_Provided text_:
It’s at this point that we see that everything Jesus did, he did out of compassion and empathy for those who had nothing, those who were harassed and helpless, like a sheep without a shepherd. 

And so, we who have received grace upon grace, mercy upon mercy, are sent out, just as Abraham was by God long before Genesis chapter 18. The gospel that we are called to proclaim, just like those apostles is a simple one: The kingdom of heaven is near! And it may not feel like it—then or now. But it’s when things are the bleakest that the good news is most necessary. 

That good news is this: the power to cure the sick and cast out demons is how the kingdom is announced to the world. This tired old world that is tired of isolation even as people insist on their own rights over the care of those around them. We may no longer believe in “demons,” but as we’ve discussed previously, demons don’t have to have pointy horns and pitchforks. Demons are those things that destroy our relationships with each other, and the power that can overcome our modern demons is the power of love, the power of empathy, the power of community in action. And they are just as real and just as destructive as any monster or zombie. 

Our modern demons are too many to list, but include things we have seen tearing us apart in just the last several weeks: selfishness, contempt for our neighbors and their well-being, racism, exploitation of the poor, white supremacy, violence, fear of others and fear of strangers. 

Jesus’s gospel commands us to open our hearts to God with everything we are, but also commands that we be willing to open ours hearts to each other --especially those in categories we might like to declare as “less-than.” Jesus’s gospels demands that we leave the judging to God, and just love each other—but not some pale, passive love but rather love in action, love that risks everything and holds nothing back. And that upends a lot of our notions of justice and especially retribution. By maintaining social distancing, by continuing to wash our hands, by continuing to wear masks to protect those around us, we are proclaiming the gospel as loudly as any street-corner preacher. 

This time in which we live right now is a time of great anxiety, beset still by a global pandemic and a global awakening to the structures of racism that too many people have overlooked if they didn’t think it affected them personally. By the way, it does. No one’s life is untouched by the wounds that racism and prejudice and violence and contempt for the lives of others inflicts upon society. But this anxiety can also lead us toward admitting the brokenness in many of our relationships with each other, and to rely upon God’s help to urge us to action. That’s ultimately the point of faith. Faith is not a magic inoculation against struggle. Faith is a transformative power that urges us to loving-kindness and hope. This is a time when faith is called for. Not faith as a possession or a talisman, but faith as a goad to action grounded in love.

_Recorded data_:
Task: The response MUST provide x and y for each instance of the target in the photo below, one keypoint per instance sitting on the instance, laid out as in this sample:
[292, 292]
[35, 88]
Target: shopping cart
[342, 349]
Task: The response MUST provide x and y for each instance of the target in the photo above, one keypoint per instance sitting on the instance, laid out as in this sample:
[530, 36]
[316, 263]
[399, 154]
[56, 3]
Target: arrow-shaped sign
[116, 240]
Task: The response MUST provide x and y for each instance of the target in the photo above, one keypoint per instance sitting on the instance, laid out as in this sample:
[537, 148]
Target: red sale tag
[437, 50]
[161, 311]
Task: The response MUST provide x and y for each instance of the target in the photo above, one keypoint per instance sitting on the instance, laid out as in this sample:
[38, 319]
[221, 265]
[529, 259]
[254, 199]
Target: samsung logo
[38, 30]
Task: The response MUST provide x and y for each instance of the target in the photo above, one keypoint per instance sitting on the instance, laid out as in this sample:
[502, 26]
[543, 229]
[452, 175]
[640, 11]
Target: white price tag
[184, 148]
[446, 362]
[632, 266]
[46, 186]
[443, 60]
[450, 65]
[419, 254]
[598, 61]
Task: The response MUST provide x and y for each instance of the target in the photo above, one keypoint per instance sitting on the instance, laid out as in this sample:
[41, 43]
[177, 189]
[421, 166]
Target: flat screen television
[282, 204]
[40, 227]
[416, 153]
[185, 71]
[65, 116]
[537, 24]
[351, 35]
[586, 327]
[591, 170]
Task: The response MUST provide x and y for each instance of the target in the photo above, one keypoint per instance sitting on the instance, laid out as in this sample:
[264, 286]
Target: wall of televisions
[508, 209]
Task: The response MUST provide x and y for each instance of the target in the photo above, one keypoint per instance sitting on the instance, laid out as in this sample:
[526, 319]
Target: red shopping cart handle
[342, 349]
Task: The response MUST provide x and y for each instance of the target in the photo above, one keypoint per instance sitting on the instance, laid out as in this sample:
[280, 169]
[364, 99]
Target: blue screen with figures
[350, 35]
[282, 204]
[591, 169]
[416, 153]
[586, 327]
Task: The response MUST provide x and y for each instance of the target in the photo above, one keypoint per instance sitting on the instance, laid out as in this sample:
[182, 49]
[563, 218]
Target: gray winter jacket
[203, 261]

_Work instruction 1_: Repeat from the sermon the passage starting at "Our modern demons are" and ending at "fear of strangers.".
_Work instruction 2_:
Answer these questions using the sermon:
(a) What is the simple gospel that the apostles were called to proclaim?
(b) What power can overcome our modern demons?
(c) What does the sermon say faith is not?

_Task response 1_:
Our modern demons are too many to list, but include things we have seen tearing us apart in just the last several weeks: selfishness, contempt for our neighbors and their well-being, racism, exploitation of the poor, white supremacy, violence, fear of others and fear of strangers.

_Task response 2_:
(a) The kingdom of heaven is near!
(b) The power of love, the power of empathy, the power of community in action.
(c) A magic inoculation against struggle.